§ Exercise:
Reproduce verbatim the lines of the records between the line containing "Where can the ladybug be" and the line containing "pixel 39 100", inclusive.

Excerpts from location labeling data
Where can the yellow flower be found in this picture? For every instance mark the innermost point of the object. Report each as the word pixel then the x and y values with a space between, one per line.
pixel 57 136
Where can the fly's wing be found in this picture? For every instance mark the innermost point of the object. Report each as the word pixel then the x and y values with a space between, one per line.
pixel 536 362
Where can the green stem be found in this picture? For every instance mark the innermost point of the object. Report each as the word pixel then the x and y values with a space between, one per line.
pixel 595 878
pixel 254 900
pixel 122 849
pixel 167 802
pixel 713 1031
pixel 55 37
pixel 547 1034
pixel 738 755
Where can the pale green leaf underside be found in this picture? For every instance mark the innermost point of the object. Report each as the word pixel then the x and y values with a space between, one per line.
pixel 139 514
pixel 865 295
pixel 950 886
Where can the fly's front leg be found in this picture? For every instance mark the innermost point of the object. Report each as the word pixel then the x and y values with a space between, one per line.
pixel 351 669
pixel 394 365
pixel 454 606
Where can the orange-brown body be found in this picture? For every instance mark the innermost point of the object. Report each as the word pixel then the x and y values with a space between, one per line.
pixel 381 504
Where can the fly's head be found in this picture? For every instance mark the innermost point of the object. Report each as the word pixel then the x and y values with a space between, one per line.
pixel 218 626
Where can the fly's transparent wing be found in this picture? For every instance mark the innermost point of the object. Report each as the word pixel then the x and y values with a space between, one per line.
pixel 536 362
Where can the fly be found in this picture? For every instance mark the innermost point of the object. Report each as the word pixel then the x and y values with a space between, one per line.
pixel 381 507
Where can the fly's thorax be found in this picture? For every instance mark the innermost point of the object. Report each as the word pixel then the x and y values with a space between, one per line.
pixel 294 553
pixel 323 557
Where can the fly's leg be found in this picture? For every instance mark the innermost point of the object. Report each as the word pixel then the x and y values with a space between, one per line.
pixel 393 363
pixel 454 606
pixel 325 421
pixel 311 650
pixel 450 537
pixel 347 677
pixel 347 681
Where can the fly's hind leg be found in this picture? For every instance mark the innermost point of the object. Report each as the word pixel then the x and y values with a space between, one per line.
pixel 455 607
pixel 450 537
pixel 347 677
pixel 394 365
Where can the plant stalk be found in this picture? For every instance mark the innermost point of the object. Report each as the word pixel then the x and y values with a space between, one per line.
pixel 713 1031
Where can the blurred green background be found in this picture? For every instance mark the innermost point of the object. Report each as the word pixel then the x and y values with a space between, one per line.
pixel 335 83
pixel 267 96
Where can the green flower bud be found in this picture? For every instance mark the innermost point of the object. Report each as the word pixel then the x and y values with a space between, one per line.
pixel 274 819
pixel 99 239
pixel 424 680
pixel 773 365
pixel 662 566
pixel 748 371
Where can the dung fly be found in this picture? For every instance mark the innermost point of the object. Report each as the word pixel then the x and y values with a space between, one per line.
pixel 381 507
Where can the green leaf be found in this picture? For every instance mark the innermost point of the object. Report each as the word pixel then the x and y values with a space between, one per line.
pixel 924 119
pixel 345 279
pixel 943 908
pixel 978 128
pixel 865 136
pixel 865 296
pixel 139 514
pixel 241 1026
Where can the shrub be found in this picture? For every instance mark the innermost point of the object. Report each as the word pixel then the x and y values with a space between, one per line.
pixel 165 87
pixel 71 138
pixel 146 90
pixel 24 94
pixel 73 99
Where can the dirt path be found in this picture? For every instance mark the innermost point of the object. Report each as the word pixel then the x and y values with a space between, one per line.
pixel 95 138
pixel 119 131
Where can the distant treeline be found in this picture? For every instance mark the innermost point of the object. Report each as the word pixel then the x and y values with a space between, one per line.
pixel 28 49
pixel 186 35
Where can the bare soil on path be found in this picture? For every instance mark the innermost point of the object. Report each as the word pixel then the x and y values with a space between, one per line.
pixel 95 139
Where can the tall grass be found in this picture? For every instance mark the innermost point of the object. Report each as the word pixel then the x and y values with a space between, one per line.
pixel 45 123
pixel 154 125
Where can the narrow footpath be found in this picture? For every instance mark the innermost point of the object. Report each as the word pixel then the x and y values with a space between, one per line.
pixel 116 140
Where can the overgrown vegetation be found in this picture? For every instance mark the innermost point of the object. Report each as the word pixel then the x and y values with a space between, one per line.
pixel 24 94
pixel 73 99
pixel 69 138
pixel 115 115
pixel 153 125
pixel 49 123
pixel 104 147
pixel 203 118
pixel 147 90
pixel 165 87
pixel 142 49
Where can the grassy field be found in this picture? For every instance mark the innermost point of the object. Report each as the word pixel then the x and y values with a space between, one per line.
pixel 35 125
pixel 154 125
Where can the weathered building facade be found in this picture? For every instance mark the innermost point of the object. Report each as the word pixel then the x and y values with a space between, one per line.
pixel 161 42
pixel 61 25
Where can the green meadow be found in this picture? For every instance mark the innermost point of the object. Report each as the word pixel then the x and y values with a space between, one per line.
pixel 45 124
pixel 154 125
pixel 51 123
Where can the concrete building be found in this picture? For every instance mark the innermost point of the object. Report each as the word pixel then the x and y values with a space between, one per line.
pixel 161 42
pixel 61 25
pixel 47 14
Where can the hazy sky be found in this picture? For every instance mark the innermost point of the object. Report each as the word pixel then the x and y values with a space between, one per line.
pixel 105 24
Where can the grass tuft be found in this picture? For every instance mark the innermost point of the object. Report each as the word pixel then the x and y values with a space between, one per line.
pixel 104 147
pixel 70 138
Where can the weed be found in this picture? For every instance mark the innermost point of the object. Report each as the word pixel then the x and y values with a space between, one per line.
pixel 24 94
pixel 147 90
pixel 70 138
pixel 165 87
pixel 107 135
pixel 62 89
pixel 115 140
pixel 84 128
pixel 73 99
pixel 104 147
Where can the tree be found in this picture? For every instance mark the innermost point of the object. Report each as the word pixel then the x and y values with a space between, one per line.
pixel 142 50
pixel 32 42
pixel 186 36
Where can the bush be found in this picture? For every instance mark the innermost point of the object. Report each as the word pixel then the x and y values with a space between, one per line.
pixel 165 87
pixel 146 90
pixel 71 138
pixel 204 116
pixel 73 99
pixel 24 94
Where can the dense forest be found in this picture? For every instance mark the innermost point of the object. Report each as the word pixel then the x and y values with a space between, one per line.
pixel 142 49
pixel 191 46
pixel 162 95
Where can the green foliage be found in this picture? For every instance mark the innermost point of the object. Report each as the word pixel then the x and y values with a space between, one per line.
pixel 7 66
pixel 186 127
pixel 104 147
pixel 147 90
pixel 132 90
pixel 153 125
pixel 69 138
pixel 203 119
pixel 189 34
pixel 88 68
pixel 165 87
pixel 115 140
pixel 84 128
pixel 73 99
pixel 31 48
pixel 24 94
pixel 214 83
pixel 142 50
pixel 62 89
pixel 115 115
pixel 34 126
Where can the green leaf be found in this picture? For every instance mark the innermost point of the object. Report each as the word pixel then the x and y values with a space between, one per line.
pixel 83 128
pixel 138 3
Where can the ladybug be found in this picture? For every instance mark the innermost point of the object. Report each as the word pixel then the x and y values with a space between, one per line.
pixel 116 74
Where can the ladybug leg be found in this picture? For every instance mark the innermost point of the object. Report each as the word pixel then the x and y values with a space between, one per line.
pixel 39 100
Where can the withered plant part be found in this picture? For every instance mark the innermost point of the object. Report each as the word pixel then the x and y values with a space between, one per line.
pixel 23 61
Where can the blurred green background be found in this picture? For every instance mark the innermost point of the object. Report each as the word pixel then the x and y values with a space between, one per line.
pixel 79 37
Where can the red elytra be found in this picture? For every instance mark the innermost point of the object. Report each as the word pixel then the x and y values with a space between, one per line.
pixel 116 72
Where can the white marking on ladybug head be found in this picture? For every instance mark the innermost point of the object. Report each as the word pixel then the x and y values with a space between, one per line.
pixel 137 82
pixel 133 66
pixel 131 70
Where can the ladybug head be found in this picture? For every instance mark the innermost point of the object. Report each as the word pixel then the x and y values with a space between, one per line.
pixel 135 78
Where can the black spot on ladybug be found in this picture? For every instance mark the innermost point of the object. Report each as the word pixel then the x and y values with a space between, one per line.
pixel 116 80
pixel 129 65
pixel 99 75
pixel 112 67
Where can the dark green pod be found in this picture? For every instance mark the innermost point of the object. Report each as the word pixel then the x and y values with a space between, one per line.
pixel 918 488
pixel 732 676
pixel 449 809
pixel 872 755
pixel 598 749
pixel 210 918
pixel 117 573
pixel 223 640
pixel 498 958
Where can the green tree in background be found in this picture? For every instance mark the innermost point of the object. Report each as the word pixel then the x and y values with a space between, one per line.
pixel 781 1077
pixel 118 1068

§ Task result:
Where can the ladybug be found in this picture? For every instance mark the innermost point of the object. Report each as the word pixel then the x and y values with a space between, one per line.
pixel 116 74
Where can the ladybug leg be found in this picture? For every instance mark the innermost point of the object. Report each as the word pixel then the x and y values with a space between, one per line.
pixel 39 100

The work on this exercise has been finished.